━━ PROVIDED TEXT ━━

Summary
Younger generations are embracing “micro-retirements,” short sabbaticals or lifestyle shifts, to combat burnout and improve work-life balance.
This trend is fueled by pandemic-related stress, declining workplace flexibility, and increased burnout reports.
Millennials and Gen Z, facing financial and mental health pressures, are prioritizing their well-being, even at the expense of promotions, as they reject the traditional career model of working until age 65.
Meanwhile, older generations like boomers and Gen X struggle to retire due to financial insecurity and rising costs, with many “unretiring” to stretch limited savings.
I wonder how many of these “micro-retirees” are people looking for jobs, or people who are burnt out and no longer looking after having been looking for months. My main freelance gig dried up over a month ago, and I haven’t been able to find anything substantial, that pays my bills, since then. I’ve been looking at all sorts of different things, but the reality is, I can leave the industry I’ve worked in for 15 years and take a big pay cut to take a job with skills I gained from hobbies. Or, I can somehow come up with ~$5k to pay for additional training and certifications I would need to get a better job that would pay my bills. That’s an oversimplification of my situation, but I really wonder how many people are caught in situations similar to mine in which, there aren’t really many options that work for me, or that I can reasonably obtain without outright lying on my resume.
Especially given that US unemployment metrics drop people that can’t find work off the unemployment percentage after 6 months, so it never shows a true picture.
Why is downsizing or reducing spending not an option that could work?
Because I have nothing to downsize to aside from moving back in with parents… Not doing that. I share a house with 5 roommates. My and my partners vehicles are both junk cars that I’m constantly fixing. We have no luxuries, we don’t go out, and we rarely eat out. Not sure what else to cut.

━━━
━━ DATA SUPPLIED ━━

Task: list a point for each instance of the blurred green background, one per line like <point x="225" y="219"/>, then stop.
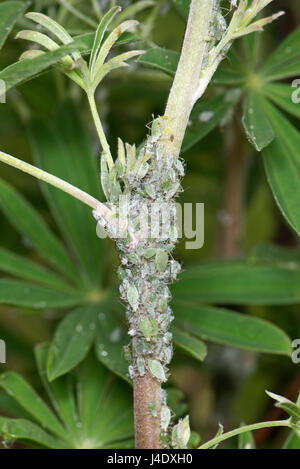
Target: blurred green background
<point x="229" y="386"/>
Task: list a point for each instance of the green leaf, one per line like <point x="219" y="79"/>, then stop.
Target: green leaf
<point x="29" y="223"/>
<point x="20" y="266"/>
<point x="256" y="124"/>
<point x="284" y="61"/>
<point x="24" y="70"/>
<point x="237" y="282"/>
<point x="52" y="26"/>
<point x="61" y="393"/>
<point x="111" y="337"/>
<point x="24" y="430"/>
<point x="246" y="440"/>
<point x="206" y="115"/>
<point x="110" y="41"/>
<point x="26" y="396"/>
<point x="107" y="18"/>
<point x="183" y="7"/>
<point x="292" y="409"/>
<point x="57" y="151"/>
<point x="282" y="165"/>
<point x="232" y="329"/>
<point x="162" y="59"/>
<point x="192" y="345"/>
<point x="132" y="10"/>
<point x="72" y="341"/>
<point x="105" y="406"/>
<point x="282" y="95"/>
<point x="10" y="12"/>
<point x="292" y="441"/>
<point x="17" y="293"/>
<point x="273" y="254"/>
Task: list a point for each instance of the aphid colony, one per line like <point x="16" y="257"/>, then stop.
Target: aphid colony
<point x="147" y="267"/>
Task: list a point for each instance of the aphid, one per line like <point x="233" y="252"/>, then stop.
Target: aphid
<point x="133" y="258"/>
<point x="181" y="434"/>
<point x="131" y="371"/>
<point x="148" y="327"/>
<point x="152" y="408"/>
<point x="165" y="417"/>
<point x="140" y="363"/>
<point x="133" y="297"/>
<point x="157" y="370"/>
<point x="161" y="260"/>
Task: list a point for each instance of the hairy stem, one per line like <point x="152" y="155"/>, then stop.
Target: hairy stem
<point x="247" y="428"/>
<point x="234" y="190"/>
<point x="186" y="82"/>
<point x="56" y="182"/>
<point x="147" y="388"/>
<point x="100" y="130"/>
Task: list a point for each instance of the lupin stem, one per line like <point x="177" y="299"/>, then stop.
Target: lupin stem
<point x="100" y="131"/>
<point x="179" y="106"/>
<point x="56" y="182"/>
<point x="186" y="82"/>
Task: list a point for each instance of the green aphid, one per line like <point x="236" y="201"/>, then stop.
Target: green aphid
<point x="172" y="190"/>
<point x="150" y="190"/>
<point x="165" y="417"/>
<point x="149" y="253"/>
<point x="131" y="157"/>
<point x="157" y="128"/>
<point x="152" y="408"/>
<point x="104" y="176"/>
<point x="143" y="170"/>
<point x="148" y="327"/>
<point x="157" y="370"/>
<point x="133" y="297"/>
<point x="181" y="434"/>
<point x="163" y="305"/>
<point x="134" y="258"/>
<point x="140" y="363"/>
<point x="161" y="260"/>
<point x="121" y="153"/>
<point x="120" y="168"/>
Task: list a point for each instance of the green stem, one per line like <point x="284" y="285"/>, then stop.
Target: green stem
<point x="247" y="428"/>
<point x="50" y="179"/>
<point x="100" y="130"/>
<point x="97" y="9"/>
<point x="78" y="13"/>
<point x="183" y="93"/>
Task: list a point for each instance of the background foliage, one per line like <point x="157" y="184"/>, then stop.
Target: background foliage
<point x="235" y="318"/>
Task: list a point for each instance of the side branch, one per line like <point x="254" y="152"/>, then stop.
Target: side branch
<point x="182" y="96"/>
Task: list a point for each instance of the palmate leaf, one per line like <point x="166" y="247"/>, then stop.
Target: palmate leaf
<point x="26" y="295"/>
<point x="10" y="12"/>
<point x="56" y="151"/>
<point x="104" y="23"/>
<point x="31" y="225"/>
<point x="237" y="282"/>
<point x="282" y="165"/>
<point x="258" y="129"/>
<point x="26" y="69"/>
<point x="72" y="340"/>
<point x="229" y="328"/>
<point x="23" y="268"/>
<point x="282" y="95"/>
<point x="284" y="61"/>
<point x="288" y="406"/>
<point x="95" y="409"/>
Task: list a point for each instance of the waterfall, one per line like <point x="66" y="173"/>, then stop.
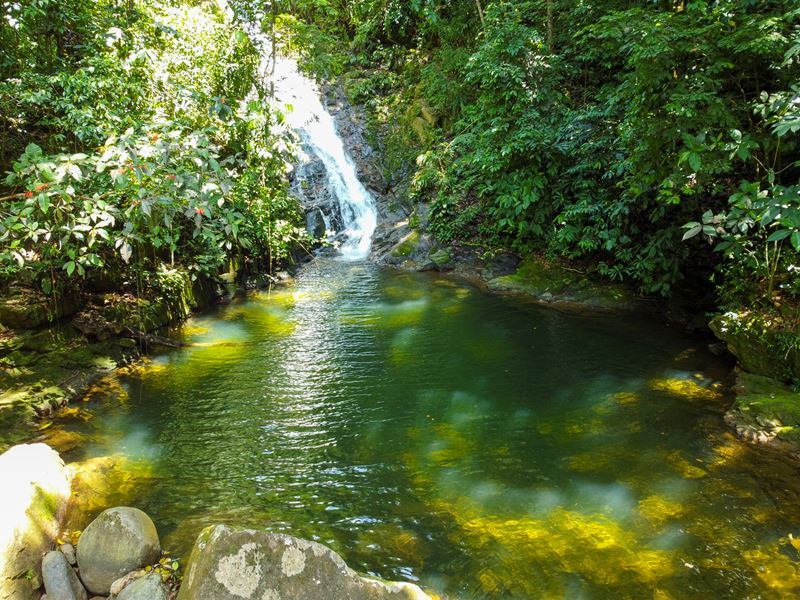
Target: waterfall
<point x="317" y="130"/>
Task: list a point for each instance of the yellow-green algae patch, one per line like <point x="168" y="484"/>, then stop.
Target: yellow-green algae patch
<point x="658" y="510"/>
<point x="595" y="547"/>
<point x="686" y="388"/>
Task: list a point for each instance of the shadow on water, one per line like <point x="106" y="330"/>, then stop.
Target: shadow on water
<point x="482" y="446"/>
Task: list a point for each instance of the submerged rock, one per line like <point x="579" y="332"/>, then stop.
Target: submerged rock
<point x="60" y="580"/>
<point x="118" y="541"/>
<point x="237" y="564"/>
<point x="35" y="490"/>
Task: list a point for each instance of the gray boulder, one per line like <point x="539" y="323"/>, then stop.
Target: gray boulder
<point x="60" y="581"/>
<point x="238" y="564"/>
<point x="118" y="541"/>
<point x="68" y="550"/>
<point x="149" y="587"/>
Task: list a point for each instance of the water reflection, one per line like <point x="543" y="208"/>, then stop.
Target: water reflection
<point x="484" y="447"/>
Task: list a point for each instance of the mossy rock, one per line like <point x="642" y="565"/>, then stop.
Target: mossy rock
<point x="762" y="346"/>
<point x="553" y="282"/>
<point x="408" y="246"/>
<point x="443" y="259"/>
<point x="27" y="309"/>
<point x="766" y="411"/>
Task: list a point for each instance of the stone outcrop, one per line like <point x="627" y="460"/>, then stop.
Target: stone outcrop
<point x="238" y="564"/>
<point x="118" y="541"/>
<point x="35" y="490"/>
<point x="149" y="587"/>
<point x="60" y="581"/>
<point x="766" y="412"/>
<point x="761" y="346"/>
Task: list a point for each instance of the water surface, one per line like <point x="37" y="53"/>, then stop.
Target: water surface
<point x="481" y="446"/>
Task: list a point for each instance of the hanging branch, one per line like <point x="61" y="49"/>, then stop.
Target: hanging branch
<point x="480" y="14"/>
<point x="274" y="57"/>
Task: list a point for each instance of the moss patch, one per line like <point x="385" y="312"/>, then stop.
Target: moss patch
<point x="552" y="282"/>
<point x="763" y="345"/>
<point x="407" y="246"/>
<point x="766" y="411"/>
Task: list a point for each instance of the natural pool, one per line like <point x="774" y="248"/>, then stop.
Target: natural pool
<point x="482" y="446"/>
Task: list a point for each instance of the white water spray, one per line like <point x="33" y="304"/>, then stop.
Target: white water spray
<point x="317" y="130"/>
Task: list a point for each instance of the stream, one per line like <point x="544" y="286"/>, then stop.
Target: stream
<point x="481" y="446"/>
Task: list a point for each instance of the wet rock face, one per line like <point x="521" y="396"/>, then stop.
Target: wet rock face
<point x="35" y="490"/>
<point x="60" y="581"/>
<point x="28" y="309"/>
<point x="236" y="564"/>
<point x="149" y="587"/>
<point x="118" y="541"/>
<point x="759" y="345"/>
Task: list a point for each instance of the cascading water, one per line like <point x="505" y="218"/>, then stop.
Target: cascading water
<point x="315" y="126"/>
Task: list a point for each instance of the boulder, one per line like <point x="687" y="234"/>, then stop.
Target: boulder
<point x="315" y="223"/>
<point x="124" y="581"/>
<point x="60" y="581"/>
<point x="239" y="564"/>
<point x="149" y="587"/>
<point x="68" y="550"/>
<point x="762" y="345"/>
<point x="118" y="541"/>
<point x="36" y="488"/>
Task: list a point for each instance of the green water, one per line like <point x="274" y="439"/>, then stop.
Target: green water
<point x="481" y="446"/>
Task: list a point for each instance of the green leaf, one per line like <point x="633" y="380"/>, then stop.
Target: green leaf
<point x="692" y="232"/>
<point x="779" y="235"/>
<point x="695" y="161"/>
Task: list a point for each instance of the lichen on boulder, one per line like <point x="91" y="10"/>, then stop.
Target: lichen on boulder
<point x="239" y="564"/>
<point x="118" y="541"/>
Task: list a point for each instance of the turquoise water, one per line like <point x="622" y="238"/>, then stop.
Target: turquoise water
<point x="481" y="446"/>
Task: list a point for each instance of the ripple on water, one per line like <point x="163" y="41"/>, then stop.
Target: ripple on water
<point x="482" y="446"/>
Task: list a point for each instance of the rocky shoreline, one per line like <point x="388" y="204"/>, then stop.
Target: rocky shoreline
<point x="118" y="556"/>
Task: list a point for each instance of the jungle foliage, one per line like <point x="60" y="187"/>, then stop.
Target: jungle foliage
<point x="649" y="139"/>
<point x="137" y="136"/>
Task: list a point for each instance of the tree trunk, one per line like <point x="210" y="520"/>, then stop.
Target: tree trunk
<point x="274" y="56"/>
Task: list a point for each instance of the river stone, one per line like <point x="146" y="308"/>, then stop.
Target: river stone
<point x="35" y="489"/>
<point x="124" y="581"/>
<point x="60" y="581"/>
<point x="68" y="550"/>
<point x="149" y="587"/>
<point x="118" y="541"/>
<point x="240" y="564"/>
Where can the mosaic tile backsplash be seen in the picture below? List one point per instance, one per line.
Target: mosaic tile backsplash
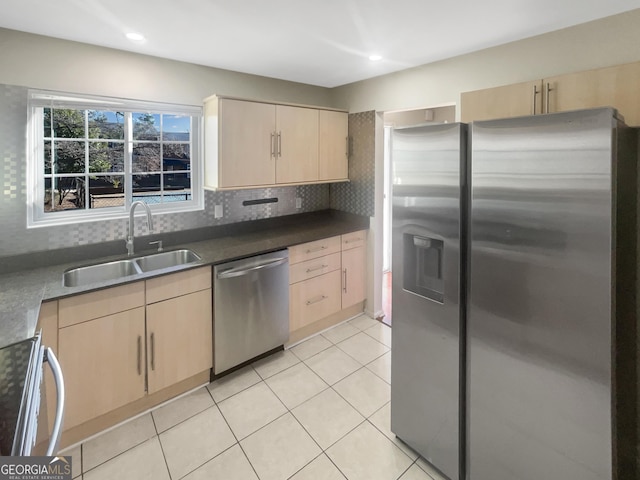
(16, 239)
(358, 195)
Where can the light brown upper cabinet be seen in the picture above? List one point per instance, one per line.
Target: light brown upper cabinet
(617, 87)
(334, 146)
(296, 144)
(501, 102)
(254, 144)
(604, 87)
(246, 144)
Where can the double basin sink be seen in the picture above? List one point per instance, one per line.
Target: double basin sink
(117, 269)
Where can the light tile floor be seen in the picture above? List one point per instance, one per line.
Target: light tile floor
(317, 411)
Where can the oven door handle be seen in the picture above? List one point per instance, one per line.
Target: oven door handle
(57, 424)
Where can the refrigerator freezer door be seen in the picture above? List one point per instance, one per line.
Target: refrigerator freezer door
(426, 291)
(539, 318)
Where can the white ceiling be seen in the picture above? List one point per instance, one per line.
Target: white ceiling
(321, 42)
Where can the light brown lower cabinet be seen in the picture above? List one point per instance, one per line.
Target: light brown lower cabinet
(313, 299)
(178, 340)
(111, 360)
(327, 282)
(103, 364)
(353, 276)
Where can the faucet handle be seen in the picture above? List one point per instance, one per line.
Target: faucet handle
(159, 242)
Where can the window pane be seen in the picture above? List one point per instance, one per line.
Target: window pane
(176, 182)
(146, 126)
(105, 124)
(176, 156)
(146, 186)
(68, 123)
(146, 157)
(64, 193)
(176, 128)
(69, 156)
(47, 156)
(106, 191)
(47, 122)
(106, 157)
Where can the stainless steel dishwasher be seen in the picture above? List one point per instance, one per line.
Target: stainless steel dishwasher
(251, 308)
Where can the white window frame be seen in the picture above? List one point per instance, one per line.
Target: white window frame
(40, 99)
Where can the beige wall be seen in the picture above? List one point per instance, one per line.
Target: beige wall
(609, 41)
(47, 63)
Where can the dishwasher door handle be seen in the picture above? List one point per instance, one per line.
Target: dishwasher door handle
(54, 441)
(239, 272)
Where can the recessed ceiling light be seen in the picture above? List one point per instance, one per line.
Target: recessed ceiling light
(135, 37)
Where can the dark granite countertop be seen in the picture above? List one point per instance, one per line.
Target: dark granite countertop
(26, 286)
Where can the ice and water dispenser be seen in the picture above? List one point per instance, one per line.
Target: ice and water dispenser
(423, 272)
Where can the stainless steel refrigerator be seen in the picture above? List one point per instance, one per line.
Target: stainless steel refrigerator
(540, 357)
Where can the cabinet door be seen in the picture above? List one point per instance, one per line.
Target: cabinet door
(502, 102)
(297, 144)
(246, 145)
(333, 146)
(179, 339)
(353, 276)
(103, 364)
(604, 87)
(314, 299)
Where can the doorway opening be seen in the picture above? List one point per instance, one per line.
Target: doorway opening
(392, 120)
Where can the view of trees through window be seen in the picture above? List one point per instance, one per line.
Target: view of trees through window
(87, 154)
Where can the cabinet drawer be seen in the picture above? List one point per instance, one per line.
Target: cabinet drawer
(177, 284)
(319, 248)
(354, 239)
(313, 268)
(314, 299)
(73, 310)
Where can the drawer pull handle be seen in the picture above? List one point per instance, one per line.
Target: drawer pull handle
(153, 352)
(317, 249)
(139, 355)
(319, 267)
(317, 299)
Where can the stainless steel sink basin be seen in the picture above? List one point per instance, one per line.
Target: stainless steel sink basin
(103, 272)
(158, 261)
(100, 273)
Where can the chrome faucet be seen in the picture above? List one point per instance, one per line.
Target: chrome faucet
(149, 224)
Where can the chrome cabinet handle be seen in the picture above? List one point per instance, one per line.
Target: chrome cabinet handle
(153, 352)
(314, 269)
(243, 271)
(344, 274)
(139, 355)
(317, 249)
(547, 93)
(52, 449)
(279, 144)
(317, 299)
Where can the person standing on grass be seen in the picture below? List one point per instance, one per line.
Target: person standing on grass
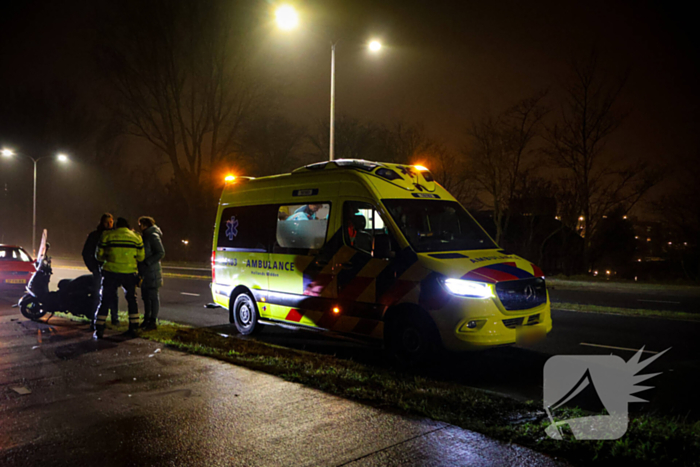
(119, 251)
(151, 271)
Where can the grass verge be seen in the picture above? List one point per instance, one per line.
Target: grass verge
(588, 282)
(649, 441)
(665, 314)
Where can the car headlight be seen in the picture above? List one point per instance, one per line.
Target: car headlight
(469, 288)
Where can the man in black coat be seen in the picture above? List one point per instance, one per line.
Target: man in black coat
(151, 271)
(106, 223)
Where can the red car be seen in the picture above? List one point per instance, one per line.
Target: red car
(16, 267)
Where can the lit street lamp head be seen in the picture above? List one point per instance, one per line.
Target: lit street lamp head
(286, 17)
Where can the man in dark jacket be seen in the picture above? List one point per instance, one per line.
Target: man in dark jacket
(150, 271)
(89, 249)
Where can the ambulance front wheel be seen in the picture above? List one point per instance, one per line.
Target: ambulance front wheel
(411, 340)
(245, 314)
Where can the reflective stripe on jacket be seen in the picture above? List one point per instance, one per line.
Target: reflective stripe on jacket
(120, 250)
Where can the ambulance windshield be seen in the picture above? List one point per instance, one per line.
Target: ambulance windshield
(431, 225)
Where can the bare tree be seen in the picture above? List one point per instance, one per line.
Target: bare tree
(354, 139)
(501, 147)
(577, 144)
(271, 144)
(183, 85)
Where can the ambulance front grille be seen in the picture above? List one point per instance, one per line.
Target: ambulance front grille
(522, 294)
(512, 322)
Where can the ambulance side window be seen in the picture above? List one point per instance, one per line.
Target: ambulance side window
(364, 230)
(301, 227)
(247, 228)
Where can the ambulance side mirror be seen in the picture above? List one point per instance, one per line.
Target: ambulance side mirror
(382, 247)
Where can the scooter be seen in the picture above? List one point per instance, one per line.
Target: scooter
(76, 296)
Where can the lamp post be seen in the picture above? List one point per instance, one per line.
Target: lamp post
(287, 18)
(61, 158)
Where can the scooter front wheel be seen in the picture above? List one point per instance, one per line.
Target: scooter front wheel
(31, 308)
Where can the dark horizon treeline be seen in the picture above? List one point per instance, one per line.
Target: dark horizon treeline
(179, 103)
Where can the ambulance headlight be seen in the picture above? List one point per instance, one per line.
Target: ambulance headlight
(469, 288)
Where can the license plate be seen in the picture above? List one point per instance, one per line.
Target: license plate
(15, 281)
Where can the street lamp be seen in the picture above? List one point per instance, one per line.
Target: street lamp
(287, 18)
(61, 158)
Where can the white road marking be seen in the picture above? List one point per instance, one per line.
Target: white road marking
(617, 348)
(658, 301)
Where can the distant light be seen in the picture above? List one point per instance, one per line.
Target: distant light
(286, 17)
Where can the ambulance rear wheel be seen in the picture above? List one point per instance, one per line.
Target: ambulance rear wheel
(245, 314)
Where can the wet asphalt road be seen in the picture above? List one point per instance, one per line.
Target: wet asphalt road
(68, 400)
(514, 371)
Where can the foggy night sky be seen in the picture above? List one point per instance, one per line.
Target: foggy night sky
(443, 64)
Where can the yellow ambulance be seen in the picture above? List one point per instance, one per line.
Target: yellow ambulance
(372, 250)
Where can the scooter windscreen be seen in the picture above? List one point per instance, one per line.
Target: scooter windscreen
(42, 247)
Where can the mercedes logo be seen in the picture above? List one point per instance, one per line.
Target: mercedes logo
(529, 293)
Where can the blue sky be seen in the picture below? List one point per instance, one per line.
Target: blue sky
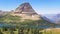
(40, 6)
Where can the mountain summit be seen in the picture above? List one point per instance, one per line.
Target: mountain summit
(25, 8)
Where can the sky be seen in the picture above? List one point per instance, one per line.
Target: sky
(40, 6)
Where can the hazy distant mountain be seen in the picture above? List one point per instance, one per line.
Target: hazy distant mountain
(26, 14)
(55, 18)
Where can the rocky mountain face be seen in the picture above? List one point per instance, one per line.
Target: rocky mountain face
(56, 18)
(25, 8)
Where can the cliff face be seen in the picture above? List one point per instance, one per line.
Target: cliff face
(26, 12)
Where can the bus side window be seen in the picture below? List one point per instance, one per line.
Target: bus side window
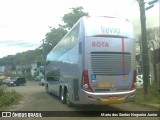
(80, 48)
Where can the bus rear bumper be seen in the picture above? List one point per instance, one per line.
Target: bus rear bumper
(108, 98)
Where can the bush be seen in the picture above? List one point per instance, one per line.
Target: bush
(8, 97)
(153, 94)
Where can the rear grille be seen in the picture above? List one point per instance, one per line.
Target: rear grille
(110, 63)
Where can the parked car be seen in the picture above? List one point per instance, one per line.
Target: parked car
(16, 82)
(139, 81)
(41, 82)
(6, 80)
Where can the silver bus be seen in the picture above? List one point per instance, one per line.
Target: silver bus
(94, 63)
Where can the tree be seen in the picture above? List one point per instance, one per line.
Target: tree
(56, 34)
(72, 17)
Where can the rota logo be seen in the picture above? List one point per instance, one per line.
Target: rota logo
(100, 44)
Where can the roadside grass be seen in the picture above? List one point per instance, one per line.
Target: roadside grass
(8, 97)
(153, 96)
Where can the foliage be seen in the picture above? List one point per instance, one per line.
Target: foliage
(154, 95)
(72, 17)
(8, 97)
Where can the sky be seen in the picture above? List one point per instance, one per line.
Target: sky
(24, 23)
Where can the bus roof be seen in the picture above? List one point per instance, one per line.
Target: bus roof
(107, 26)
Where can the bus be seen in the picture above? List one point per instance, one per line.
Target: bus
(94, 63)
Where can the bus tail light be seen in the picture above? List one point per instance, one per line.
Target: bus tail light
(134, 81)
(86, 86)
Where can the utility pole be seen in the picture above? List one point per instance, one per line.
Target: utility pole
(145, 58)
(144, 43)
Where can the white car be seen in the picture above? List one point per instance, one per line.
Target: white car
(139, 81)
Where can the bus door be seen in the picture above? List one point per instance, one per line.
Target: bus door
(108, 62)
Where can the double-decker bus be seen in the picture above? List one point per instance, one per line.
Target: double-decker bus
(94, 63)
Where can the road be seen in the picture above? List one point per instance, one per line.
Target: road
(34, 98)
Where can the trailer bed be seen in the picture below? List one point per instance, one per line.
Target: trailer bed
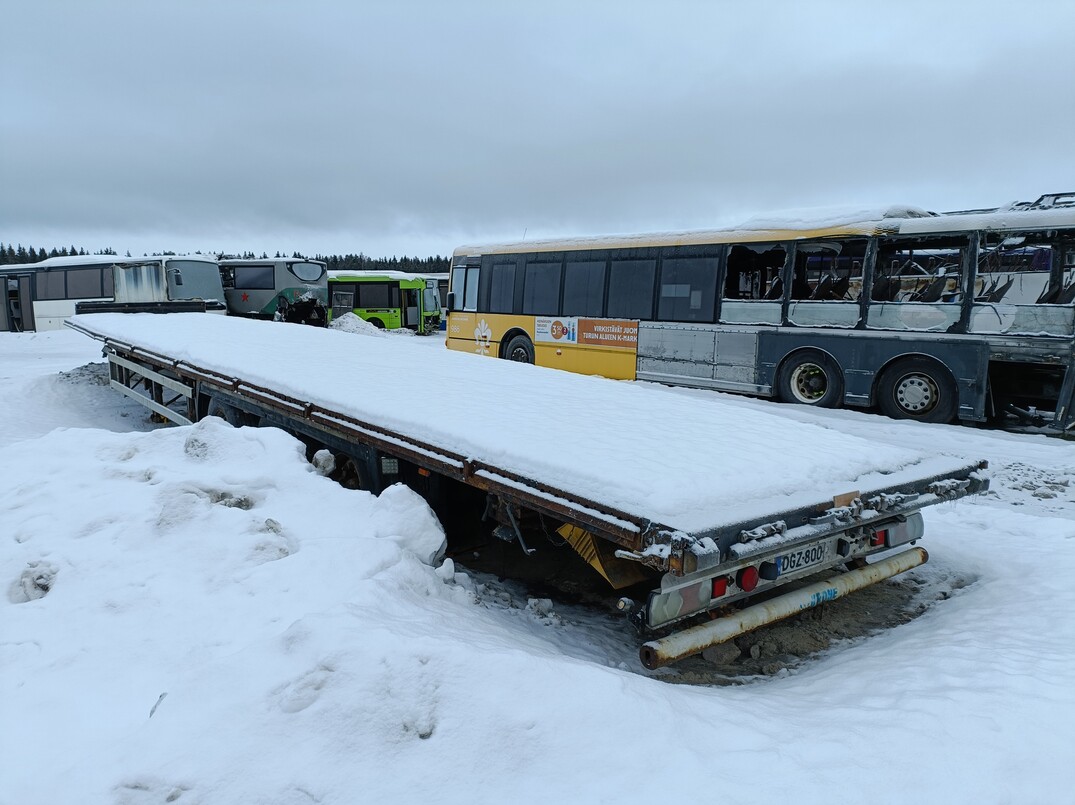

━━━

Reproduce the text on micro-retirements from "Millennials and Gen" up to and including "until age 65.". This material has no connection to the text on micro-retirements.

- [RESPONSE TO THE EXERCISE]:
Millennials and Gen Z, facing financial and mental health pressures, are prioritizing their well-being, even at the expense of promotions, as they reject the traditional career model of working until age 65.